| STORED DATA |
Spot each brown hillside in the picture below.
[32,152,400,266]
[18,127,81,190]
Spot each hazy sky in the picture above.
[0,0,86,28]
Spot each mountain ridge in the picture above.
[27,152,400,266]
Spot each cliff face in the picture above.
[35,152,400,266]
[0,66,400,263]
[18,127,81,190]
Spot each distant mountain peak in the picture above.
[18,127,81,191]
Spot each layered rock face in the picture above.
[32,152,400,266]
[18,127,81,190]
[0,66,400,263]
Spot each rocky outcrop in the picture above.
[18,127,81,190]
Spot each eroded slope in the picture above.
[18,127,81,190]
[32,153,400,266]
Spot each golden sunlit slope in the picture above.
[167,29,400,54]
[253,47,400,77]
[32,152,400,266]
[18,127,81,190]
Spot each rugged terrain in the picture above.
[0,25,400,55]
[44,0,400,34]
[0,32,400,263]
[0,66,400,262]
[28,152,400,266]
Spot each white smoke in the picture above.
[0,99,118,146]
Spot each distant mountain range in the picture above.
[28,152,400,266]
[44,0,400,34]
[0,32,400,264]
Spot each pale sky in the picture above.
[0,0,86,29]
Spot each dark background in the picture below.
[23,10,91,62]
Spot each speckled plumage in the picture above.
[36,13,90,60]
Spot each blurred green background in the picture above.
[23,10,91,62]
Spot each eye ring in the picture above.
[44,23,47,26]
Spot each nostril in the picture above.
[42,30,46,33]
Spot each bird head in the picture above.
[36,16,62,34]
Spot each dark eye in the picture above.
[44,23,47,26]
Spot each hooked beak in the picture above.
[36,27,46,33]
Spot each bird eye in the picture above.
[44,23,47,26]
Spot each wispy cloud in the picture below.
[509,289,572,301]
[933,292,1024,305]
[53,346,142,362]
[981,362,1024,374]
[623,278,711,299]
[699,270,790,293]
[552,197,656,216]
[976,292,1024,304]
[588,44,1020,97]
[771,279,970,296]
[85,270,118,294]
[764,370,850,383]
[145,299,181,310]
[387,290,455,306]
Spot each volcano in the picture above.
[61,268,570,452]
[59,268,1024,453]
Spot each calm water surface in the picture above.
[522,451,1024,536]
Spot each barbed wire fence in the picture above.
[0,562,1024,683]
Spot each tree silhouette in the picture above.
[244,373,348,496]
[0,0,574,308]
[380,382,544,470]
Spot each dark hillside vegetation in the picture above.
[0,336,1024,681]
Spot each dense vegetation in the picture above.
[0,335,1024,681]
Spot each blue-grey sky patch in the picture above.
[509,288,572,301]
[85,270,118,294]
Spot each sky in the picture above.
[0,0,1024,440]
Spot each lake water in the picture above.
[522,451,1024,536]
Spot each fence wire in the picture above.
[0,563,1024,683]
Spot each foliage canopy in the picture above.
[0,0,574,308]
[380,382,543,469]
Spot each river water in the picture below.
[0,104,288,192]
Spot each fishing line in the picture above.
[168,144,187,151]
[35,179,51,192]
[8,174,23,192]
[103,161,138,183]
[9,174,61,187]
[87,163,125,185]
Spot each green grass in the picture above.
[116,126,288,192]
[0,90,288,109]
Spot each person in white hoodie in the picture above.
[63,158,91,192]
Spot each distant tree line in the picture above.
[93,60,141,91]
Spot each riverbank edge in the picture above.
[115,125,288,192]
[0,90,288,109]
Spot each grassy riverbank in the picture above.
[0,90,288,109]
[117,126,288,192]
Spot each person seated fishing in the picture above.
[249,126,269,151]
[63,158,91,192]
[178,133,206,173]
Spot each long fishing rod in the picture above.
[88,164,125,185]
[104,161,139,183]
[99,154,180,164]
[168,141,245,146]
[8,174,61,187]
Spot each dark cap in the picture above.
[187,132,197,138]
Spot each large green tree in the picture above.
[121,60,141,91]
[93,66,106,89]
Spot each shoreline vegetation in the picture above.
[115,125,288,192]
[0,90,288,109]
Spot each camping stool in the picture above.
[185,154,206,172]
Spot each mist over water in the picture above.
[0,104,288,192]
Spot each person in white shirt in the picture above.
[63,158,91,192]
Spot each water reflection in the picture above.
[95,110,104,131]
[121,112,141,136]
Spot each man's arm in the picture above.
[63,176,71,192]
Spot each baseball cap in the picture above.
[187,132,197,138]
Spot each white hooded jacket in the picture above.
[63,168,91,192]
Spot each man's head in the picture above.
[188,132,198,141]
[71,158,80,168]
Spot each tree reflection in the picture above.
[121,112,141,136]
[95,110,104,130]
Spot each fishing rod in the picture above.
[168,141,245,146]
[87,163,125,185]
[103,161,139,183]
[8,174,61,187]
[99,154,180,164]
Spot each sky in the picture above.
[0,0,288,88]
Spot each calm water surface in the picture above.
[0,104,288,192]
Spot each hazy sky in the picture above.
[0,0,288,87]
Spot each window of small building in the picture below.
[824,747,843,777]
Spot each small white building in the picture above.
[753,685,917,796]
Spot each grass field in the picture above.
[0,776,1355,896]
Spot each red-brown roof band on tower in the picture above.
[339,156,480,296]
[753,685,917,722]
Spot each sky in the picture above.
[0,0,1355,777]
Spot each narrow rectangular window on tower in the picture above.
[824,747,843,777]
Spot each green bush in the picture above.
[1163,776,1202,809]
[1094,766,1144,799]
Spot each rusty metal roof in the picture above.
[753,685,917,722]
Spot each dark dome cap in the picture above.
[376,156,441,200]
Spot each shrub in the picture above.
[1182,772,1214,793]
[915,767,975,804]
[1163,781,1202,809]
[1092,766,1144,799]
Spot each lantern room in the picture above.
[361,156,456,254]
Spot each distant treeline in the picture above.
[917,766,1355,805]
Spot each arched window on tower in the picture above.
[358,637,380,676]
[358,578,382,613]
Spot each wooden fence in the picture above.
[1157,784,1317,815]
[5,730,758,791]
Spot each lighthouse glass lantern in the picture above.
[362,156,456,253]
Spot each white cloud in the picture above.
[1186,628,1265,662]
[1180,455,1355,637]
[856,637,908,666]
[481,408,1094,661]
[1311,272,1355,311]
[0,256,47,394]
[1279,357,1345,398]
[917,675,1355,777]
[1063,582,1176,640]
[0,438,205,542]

| WRITTEN PROBLEM |
Copy the records from the line with "Spot each eye ring in the picture above." to the line with "[0,562,1024,683]", swapping "hooked beak" for "curved beak" and keeping everything else the same. Give only those lines.

| WRITTEN ANSWER |
Spot each eye ring in the picture above.
[44,23,47,26]
Spot each nostril in the picture above.
[42,30,46,33]
Spot each bird head in the picture above.
[36,16,62,34]
Spot each dark eye in the picture above.
[44,23,47,26]
Spot each curved beak in the picture above.
[36,27,46,33]
Spot each bird eye in the picture above.
[44,23,47,26]
Spot each wispy cloud in the picture below.
[509,289,572,301]
[933,292,1024,305]
[53,346,142,362]
[981,362,1024,374]
[623,278,711,299]
[699,270,790,293]
[552,197,656,216]
[976,292,1024,304]
[588,44,1020,97]
[771,279,970,296]
[85,270,118,294]
[764,370,850,383]
[145,299,181,310]
[387,290,455,306]
Spot each volcano in the picture above.
[61,268,570,452]
[59,268,1024,453]
Spot each calm water surface in the picture above.
[522,451,1024,536]
Spot each barbed wire fence in the picture above.
[0,562,1024,683]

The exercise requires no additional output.